─── Supplied data ───

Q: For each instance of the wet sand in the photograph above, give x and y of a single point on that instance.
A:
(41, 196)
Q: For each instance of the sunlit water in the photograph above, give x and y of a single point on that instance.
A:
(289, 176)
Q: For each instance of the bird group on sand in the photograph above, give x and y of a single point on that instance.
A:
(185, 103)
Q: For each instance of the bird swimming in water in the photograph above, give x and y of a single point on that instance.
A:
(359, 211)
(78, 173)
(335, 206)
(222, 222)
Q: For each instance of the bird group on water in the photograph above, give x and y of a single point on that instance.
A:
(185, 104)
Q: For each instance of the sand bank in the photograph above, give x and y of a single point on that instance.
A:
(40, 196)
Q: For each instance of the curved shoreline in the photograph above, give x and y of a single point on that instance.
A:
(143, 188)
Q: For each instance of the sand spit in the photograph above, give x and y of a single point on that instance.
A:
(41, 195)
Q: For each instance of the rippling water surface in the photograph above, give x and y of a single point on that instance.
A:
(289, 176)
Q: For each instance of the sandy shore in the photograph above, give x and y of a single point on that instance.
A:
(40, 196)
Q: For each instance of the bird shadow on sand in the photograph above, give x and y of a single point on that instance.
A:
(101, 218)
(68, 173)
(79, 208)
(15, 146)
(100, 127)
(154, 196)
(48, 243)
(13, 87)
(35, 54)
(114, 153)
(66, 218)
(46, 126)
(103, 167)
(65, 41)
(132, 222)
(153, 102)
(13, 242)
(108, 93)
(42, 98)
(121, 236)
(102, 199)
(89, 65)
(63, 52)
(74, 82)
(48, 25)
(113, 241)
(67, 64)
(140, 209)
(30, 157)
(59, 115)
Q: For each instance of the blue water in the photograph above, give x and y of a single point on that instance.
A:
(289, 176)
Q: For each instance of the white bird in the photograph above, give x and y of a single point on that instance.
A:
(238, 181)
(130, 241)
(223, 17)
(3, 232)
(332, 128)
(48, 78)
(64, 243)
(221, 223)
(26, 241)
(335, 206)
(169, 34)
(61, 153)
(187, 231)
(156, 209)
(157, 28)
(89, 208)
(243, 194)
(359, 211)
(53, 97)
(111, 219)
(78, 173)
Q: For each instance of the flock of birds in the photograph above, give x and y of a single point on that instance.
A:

───

## Work to be completed
The lines above that hold the word "group" are the ones to copy.

## Solution
Q: For each instance of the bird group on sand in the photograph above, give x and y of a single point on that instance.
Q: For each instance of the bird group on water in the photograph above, give x and y of a single point on that instance.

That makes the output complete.